What to work on: Please reproduce every one of the records below word for word, omitting the pictures.

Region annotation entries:

· · · · ·

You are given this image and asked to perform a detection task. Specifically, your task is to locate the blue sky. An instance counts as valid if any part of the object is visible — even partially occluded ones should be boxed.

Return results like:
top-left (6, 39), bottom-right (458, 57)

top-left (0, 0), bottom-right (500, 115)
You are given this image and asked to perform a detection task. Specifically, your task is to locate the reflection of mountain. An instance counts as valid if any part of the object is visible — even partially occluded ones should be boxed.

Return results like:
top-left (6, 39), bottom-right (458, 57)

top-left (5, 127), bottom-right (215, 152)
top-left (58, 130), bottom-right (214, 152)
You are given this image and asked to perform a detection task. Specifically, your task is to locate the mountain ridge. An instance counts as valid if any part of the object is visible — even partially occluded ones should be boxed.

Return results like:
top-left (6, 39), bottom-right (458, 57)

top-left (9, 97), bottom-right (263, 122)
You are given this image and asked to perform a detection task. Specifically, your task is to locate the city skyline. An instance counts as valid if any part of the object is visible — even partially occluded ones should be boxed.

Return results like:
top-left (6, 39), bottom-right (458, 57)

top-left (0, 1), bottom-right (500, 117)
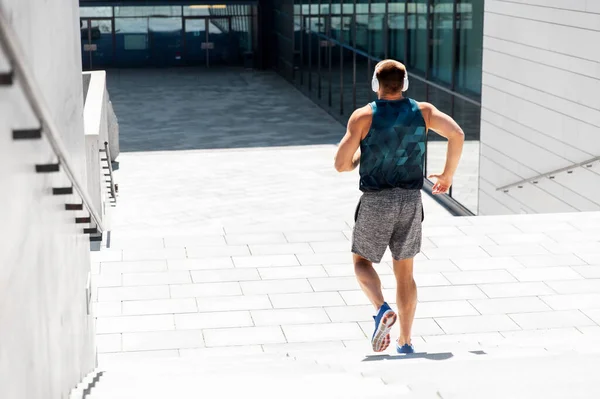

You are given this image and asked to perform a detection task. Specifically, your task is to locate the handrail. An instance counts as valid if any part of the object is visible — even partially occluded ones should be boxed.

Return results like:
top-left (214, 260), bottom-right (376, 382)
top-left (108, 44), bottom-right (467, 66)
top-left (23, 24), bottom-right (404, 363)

top-left (104, 141), bottom-right (117, 202)
top-left (0, 4), bottom-right (104, 233)
top-left (496, 156), bottom-right (600, 191)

· · · · ·

Written answer:
You are given this image and asked to perform a detection task. Specifically, your task is to locate the blue sky. An instance counts as valid if any part of the object is visible — even partially occluded ones should be boxed.

Return results like:
top-left (6, 39), bottom-right (458, 57)

top-left (0, 0), bottom-right (500, 115)
You are given this image and asked to perform a detection task. Specifically, your task is to locate the reflection of mountain. An instance counts as valid if any part of the object is visible — even partially occluded ones should be boxed.

Return results like:
top-left (6, 39), bottom-right (458, 57)

top-left (5, 127), bottom-right (215, 152)
top-left (58, 130), bottom-right (214, 152)
You are given this image and asked to perform a detection task. Specifically, your task is to locate the mountain ridge. An instance counts as valid if any part of the object is visible — even partially occluded ones should be boxed.

Return results like:
top-left (6, 39), bottom-right (458, 57)

top-left (9, 97), bottom-right (263, 122)
You are given this image and asked to perform a detection task. Specifically, your task is to locate the city skyline. An instance counts as valid if any part of the object is visible — even partially occluded ones should be boxed.

Return results like:
top-left (6, 39), bottom-right (458, 57)

top-left (0, 1), bottom-right (500, 117)

You are given this image and asked to perform a detection task. Specifically, your task is to locate the handrail. An instance counts as valid if any part of the object is visible — even partially occluded ones should be boxed.

Return results like:
top-left (214, 260), bottom-right (376, 382)
top-left (108, 44), bottom-right (467, 66)
top-left (23, 24), bottom-right (404, 363)

top-left (104, 141), bottom-right (117, 202)
top-left (0, 4), bottom-right (104, 233)
top-left (496, 156), bottom-right (600, 191)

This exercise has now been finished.